Reproduce the material below from the line with "the white glove" through the end, substituting "template" for every "sample" and leaving all else unchanged.
--- BEGIN Data ---
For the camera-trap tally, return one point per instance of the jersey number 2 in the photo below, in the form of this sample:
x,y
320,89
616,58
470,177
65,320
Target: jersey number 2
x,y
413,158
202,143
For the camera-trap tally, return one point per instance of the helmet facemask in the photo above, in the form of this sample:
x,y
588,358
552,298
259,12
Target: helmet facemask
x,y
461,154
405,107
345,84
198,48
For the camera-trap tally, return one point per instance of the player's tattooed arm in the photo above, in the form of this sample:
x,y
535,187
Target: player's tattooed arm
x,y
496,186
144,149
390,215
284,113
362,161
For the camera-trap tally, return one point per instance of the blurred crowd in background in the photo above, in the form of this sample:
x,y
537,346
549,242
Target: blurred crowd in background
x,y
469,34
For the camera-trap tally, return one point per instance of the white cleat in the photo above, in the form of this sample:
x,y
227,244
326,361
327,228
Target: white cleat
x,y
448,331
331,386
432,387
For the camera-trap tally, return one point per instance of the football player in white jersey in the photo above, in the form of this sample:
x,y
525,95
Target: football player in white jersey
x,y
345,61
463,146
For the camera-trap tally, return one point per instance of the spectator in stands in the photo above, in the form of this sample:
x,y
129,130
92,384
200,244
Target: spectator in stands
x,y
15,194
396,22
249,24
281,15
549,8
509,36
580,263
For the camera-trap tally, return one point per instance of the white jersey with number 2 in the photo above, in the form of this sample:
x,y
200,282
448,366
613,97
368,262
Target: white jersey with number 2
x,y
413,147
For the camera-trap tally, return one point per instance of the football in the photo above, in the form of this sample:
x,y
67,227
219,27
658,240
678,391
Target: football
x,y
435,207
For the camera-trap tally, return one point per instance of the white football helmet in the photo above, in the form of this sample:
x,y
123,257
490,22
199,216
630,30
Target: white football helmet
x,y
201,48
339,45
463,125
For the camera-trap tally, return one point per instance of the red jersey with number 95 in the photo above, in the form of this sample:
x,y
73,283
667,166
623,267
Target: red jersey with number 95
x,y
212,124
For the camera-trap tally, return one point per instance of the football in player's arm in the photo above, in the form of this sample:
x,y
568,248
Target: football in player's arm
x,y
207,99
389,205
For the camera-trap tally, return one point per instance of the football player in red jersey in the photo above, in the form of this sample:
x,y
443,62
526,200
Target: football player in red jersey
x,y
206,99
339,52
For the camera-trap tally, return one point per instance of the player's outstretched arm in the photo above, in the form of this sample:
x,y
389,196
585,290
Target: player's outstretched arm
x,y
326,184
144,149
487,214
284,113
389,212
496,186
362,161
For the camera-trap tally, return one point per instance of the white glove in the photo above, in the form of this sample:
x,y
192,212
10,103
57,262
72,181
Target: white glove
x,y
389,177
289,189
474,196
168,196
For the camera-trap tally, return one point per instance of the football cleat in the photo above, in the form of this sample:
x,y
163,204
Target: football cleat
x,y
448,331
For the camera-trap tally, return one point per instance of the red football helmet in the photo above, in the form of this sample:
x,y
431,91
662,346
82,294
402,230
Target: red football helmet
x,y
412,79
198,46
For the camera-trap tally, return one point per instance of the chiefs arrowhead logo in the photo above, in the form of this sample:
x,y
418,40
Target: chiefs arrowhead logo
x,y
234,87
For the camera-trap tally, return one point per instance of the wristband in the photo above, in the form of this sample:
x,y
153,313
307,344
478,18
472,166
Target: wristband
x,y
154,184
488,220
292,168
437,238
--- END Data ---
(Task solution)
For the camera-trap tally, return one point per instance of the white glove in the photo above, in the form of this template:
x,y
192,212
10,103
57,262
72,181
Target: white glove
x,y
389,177
289,189
474,196
168,196
For the camera-trap tally, return one point per instance of the football cleat in the photo above, in the form of this template:
x,y
163,204
Target: football cleat
x,y
448,331
For the camera-trap tally, return one point per instance of the red football helmet in the photo above, in the form of this template:
x,y
431,91
662,346
82,294
402,230
Target: red football helmet
x,y
412,79
198,46
For the camera-trap tally, return one point per instance of the chiefs arrowhead logo in the photo above, in the form of this template:
x,y
418,40
Target: chiefs arrowhead logo
x,y
234,87
For the camera-trap tally, return one point per instance of the wristband in the photo above, in the form of this template:
x,y
153,313
307,344
478,18
472,166
Target: wristband
x,y
154,184
488,220
292,168
437,238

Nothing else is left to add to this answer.